PROVIDED RECORDS:
__________

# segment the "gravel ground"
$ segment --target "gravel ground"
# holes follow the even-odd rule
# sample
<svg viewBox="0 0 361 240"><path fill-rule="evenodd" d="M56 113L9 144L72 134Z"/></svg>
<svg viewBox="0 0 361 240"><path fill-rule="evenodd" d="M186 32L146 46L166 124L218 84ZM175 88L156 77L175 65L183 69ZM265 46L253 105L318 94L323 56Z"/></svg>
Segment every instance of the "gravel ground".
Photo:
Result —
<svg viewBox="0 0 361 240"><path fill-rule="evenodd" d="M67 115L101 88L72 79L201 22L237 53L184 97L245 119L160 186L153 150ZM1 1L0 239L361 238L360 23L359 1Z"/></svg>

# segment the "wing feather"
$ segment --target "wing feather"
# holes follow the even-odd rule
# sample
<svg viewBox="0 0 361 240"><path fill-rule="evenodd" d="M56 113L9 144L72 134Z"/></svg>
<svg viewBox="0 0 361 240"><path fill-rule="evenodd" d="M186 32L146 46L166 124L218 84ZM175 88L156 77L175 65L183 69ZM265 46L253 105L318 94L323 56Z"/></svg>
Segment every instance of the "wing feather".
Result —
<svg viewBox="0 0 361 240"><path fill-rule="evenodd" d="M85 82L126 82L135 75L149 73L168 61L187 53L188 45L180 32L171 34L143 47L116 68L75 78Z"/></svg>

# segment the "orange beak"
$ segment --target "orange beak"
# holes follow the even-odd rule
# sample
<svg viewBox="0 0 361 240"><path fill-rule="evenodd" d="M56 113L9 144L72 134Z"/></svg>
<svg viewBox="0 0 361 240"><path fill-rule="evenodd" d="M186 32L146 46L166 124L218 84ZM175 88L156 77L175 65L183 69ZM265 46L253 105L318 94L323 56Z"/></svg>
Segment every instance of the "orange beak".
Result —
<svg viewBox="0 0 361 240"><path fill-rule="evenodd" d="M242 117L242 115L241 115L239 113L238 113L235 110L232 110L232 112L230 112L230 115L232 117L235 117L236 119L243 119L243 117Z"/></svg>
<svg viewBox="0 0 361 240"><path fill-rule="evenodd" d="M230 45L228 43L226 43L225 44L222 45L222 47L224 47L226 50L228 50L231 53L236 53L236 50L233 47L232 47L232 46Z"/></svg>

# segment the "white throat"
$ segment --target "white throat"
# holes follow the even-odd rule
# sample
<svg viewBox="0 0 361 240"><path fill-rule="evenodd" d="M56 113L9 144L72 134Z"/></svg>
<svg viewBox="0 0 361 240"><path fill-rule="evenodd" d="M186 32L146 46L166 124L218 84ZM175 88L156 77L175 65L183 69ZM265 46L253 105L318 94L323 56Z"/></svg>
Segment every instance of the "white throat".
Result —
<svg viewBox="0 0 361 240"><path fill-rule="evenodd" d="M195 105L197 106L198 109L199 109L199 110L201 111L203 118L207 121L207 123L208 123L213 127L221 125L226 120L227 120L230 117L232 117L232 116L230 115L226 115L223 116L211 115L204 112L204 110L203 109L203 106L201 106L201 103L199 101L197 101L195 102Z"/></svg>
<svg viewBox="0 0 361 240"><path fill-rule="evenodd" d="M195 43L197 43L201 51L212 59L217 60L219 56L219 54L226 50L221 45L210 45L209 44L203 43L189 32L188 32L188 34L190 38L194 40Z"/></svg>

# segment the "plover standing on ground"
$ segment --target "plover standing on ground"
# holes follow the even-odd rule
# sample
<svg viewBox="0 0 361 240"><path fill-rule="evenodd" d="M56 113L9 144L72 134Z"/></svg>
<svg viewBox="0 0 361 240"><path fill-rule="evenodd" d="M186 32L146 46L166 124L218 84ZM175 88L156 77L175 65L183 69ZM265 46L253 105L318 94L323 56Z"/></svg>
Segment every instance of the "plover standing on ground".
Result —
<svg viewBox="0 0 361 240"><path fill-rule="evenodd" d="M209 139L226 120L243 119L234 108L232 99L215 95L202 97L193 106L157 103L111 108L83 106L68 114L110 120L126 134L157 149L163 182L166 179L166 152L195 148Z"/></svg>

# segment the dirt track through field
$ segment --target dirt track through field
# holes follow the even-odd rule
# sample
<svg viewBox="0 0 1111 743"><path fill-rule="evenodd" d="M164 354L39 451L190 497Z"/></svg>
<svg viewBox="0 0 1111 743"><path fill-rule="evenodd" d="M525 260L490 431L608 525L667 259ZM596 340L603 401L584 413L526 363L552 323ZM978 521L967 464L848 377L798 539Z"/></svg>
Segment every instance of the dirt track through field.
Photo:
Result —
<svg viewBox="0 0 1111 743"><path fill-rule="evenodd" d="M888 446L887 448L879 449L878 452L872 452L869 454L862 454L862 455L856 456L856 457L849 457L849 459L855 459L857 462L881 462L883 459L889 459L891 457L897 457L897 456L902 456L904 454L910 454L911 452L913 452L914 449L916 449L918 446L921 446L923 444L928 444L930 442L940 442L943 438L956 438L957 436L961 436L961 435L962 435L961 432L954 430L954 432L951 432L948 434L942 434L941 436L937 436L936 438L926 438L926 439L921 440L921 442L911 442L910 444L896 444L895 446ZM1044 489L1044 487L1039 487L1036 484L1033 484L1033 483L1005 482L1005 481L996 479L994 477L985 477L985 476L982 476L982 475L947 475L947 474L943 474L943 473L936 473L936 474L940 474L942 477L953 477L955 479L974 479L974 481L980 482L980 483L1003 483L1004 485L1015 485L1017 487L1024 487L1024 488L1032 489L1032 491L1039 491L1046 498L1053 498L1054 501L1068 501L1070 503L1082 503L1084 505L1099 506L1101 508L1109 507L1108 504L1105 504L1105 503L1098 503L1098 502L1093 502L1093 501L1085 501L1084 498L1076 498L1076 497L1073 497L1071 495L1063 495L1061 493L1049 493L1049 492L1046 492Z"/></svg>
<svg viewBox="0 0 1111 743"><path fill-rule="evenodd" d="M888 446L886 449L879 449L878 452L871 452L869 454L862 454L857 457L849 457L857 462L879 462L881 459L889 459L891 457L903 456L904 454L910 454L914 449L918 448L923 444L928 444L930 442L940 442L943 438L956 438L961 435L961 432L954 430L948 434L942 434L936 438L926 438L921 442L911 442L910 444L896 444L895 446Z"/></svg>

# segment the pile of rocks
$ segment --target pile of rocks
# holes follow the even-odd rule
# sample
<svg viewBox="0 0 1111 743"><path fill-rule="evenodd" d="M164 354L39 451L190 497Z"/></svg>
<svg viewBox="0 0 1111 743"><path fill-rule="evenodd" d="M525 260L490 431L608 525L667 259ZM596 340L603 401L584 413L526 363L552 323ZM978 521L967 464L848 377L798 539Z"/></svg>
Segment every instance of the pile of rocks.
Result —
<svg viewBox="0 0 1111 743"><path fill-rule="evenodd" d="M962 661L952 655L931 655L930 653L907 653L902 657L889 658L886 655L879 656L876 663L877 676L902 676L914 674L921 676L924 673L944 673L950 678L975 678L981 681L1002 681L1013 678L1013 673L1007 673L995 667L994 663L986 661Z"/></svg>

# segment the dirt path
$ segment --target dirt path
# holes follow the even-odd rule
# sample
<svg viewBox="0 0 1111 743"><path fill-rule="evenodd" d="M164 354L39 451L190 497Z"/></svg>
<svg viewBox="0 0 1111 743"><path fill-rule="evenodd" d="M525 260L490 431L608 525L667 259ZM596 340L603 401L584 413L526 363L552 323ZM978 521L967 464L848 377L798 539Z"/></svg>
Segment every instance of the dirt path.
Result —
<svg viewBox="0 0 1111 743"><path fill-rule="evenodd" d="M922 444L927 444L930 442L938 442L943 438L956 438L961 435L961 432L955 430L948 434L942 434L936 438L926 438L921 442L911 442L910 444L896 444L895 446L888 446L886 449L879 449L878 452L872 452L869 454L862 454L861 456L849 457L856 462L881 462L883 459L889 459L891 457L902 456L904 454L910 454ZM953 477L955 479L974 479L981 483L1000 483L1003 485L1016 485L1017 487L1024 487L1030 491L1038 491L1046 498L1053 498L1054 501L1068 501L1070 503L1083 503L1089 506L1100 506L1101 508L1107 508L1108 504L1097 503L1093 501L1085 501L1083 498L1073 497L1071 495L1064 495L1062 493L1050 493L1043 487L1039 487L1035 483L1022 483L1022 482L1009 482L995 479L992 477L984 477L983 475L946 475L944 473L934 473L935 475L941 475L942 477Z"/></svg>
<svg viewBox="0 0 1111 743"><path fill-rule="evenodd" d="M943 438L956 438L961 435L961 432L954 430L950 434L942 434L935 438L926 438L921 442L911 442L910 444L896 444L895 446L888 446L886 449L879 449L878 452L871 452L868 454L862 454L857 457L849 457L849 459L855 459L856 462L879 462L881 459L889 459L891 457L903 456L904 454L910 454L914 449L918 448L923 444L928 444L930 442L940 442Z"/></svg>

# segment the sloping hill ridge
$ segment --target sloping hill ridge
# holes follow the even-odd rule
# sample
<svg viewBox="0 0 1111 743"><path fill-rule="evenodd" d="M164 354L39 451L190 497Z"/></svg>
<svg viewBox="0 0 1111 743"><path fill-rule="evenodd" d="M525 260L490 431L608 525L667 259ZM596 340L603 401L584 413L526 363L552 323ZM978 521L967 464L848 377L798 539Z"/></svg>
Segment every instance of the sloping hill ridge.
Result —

__________

PROBLEM REQUIREMENTS:
Reproduce exactly the lines from the one with "# segment the sloping hill ridge" through the end of the entries above, both ends included.

THE REPLY:
# segment the sloping hill ridge
$ segment --target sloping hill ridge
# holes follow the even-odd rule
# sample
<svg viewBox="0 0 1111 743"><path fill-rule="evenodd" d="M164 354L39 451L190 497Z"/></svg>
<svg viewBox="0 0 1111 743"><path fill-rule="evenodd" d="M525 260L490 431L608 525L667 259ZM596 340L603 401L584 413L526 363L552 323ZM978 521L967 464L848 377L798 539Z"/></svg>
Segment every instance of the sloping hill ridge.
Result —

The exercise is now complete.